__Problem__
Write out every entry word for word.

(Region pointing data)
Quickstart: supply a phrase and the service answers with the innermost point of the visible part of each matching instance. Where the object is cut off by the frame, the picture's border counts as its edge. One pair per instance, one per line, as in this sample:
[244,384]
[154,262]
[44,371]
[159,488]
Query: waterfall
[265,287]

__Response below__
Quickstart: supply a phrase and the service answers with the innermost point of the visible part of each matching instance. Where the object is cut off by the frame, the picture's border counts as its edge. One pair per instance, one per line, as in this sample:
[244,384]
[154,262]
[44,371]
[159,488]
Query: waterfall
[265,287]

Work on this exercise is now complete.